(Stored records)
:::
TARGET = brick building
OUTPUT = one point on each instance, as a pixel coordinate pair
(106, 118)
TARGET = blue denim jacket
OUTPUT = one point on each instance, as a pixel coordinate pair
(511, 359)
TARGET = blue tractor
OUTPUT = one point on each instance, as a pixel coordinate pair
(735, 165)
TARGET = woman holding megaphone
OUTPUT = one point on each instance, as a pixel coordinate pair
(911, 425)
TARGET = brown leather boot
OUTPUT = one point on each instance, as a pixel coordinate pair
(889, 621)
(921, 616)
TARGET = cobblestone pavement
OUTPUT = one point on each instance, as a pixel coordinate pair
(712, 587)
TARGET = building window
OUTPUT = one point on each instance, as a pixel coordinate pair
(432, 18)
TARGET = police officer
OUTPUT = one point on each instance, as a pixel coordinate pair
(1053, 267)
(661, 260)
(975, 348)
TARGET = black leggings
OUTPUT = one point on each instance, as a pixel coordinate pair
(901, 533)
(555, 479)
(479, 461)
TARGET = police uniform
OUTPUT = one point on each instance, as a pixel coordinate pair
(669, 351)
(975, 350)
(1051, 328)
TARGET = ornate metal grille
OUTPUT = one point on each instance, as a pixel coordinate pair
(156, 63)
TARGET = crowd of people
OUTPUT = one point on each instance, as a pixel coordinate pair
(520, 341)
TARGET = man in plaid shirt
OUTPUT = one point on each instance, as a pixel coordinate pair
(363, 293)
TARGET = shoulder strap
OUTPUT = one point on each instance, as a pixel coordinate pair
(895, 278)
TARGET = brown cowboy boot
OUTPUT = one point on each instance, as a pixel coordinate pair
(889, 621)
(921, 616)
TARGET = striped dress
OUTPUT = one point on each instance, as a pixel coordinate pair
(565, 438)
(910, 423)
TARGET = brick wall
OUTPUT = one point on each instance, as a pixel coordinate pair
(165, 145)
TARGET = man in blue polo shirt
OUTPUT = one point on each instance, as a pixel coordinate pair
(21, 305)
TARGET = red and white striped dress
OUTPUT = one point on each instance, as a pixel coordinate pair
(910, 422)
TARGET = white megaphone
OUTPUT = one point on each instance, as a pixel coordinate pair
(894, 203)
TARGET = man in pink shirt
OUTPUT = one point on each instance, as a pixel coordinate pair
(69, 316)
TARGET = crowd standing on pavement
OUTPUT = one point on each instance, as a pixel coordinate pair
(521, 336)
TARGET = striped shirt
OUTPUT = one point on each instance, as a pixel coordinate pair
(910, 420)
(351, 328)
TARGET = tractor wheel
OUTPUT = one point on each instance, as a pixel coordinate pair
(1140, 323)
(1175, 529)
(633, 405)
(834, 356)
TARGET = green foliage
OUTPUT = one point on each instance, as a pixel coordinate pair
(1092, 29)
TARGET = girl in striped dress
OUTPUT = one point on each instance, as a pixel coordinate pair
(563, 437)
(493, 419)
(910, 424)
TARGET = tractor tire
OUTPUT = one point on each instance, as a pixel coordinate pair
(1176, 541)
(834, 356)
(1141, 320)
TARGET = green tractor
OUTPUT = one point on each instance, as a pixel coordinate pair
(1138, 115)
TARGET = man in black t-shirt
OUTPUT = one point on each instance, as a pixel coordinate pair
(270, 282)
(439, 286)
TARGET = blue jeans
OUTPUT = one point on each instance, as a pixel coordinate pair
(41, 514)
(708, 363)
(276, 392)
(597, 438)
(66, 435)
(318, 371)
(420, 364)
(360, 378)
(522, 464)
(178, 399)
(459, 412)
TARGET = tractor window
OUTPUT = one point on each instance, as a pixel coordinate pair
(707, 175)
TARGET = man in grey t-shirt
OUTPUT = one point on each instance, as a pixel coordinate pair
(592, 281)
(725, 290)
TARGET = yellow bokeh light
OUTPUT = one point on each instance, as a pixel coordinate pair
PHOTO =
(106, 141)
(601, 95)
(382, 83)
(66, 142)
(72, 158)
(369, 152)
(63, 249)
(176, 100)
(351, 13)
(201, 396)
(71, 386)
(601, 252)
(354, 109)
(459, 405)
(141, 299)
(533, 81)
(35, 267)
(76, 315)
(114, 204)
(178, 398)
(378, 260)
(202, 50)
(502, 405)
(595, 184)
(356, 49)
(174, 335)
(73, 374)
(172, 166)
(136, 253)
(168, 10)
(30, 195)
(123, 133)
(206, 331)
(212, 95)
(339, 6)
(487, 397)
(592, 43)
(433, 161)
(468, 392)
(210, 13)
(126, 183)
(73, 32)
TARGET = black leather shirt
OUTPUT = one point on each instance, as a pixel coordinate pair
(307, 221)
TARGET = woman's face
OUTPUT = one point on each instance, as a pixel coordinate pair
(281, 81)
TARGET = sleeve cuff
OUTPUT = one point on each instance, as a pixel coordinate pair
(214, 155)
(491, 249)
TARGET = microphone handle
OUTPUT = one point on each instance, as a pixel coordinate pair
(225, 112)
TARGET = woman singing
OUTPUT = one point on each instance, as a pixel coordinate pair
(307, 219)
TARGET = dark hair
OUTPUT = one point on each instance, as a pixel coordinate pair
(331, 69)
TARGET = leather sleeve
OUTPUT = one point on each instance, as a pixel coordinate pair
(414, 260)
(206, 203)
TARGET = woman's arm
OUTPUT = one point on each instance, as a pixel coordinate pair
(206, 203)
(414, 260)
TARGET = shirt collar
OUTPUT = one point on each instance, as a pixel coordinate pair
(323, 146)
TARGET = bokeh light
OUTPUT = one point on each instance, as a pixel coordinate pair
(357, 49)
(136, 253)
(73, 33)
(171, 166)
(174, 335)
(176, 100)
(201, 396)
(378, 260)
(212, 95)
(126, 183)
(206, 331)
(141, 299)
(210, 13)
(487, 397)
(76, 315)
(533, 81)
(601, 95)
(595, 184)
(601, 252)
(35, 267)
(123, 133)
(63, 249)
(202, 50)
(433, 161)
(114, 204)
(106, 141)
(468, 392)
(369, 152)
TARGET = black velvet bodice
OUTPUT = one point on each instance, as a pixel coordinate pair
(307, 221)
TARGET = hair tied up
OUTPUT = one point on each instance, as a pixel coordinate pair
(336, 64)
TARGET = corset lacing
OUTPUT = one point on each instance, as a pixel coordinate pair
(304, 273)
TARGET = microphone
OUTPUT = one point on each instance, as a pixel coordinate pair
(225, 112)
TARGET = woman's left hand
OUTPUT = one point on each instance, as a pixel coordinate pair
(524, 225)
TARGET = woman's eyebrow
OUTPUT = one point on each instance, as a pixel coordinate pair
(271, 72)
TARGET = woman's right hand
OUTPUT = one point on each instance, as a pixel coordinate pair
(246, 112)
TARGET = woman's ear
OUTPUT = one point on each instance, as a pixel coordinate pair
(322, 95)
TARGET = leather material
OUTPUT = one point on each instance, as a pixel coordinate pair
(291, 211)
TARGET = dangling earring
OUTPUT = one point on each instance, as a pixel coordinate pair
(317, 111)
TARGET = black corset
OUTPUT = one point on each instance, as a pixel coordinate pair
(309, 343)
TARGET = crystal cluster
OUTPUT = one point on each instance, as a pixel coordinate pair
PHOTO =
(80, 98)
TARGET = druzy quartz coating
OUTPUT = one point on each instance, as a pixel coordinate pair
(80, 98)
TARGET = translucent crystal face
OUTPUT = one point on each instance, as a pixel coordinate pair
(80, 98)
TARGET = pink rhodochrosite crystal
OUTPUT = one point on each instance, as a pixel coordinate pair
:::
▶ **Exercise requirements**
Every line that holds the string "police" must be copied from the records above.

▶ **Answer to the exercise**
TARGET = police officer
TARGET = police uniform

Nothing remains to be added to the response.